* Records shown
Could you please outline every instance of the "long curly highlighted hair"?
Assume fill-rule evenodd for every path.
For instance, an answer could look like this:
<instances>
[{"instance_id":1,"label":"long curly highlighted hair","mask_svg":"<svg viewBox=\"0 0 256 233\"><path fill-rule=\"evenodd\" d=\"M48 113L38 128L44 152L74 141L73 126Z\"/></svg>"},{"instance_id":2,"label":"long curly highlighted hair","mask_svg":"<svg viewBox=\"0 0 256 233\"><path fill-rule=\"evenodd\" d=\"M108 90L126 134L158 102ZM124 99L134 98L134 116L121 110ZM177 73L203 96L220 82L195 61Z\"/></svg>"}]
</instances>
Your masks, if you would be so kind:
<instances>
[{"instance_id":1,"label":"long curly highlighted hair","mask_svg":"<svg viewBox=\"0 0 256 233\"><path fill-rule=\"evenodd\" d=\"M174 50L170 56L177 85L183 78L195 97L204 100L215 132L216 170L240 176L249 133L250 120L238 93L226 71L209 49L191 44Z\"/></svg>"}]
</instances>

* Written problem
Pull out every line of the records above that contains the string "hair", and copy each line in full.

* Reply
Could you please outline every instance of the "long curly highlighted hair"?
[{"instance_id":1,"label":"long curly highlighted hair","mask_svg":"<svg viewBox=\"0 0 256 233\"><path fill-rule=\"evenodd\" d=\"M48 113L38 128L44 152L74 141L73 126Z\"/></svg>"},{"instance_id":2,"label":"long curly highlighted hair","mask_svg":"<svg viewBox=\"0 0 256 233\"><path fill-rule=\"evenodd\" d=\"M108 90L126 134L158 102ZM124 99L134 98L134 116L121 110ZM177 73L203 96L220 82L195 61Z\"/></svg>"}]
[{"instance_id":1,"label":"long curly highlighted hair","mask_svg":"<svg viewBox=\"0 0 256 233\"><path fill-rule=\"evenodd\" d=\"M174 50L170 56L177 85L183 78L195 97L204 100L215 132L216 170L240 176L249 133L250 120L238 93L226 71L209 49L191 44Z\"/></svg>"}]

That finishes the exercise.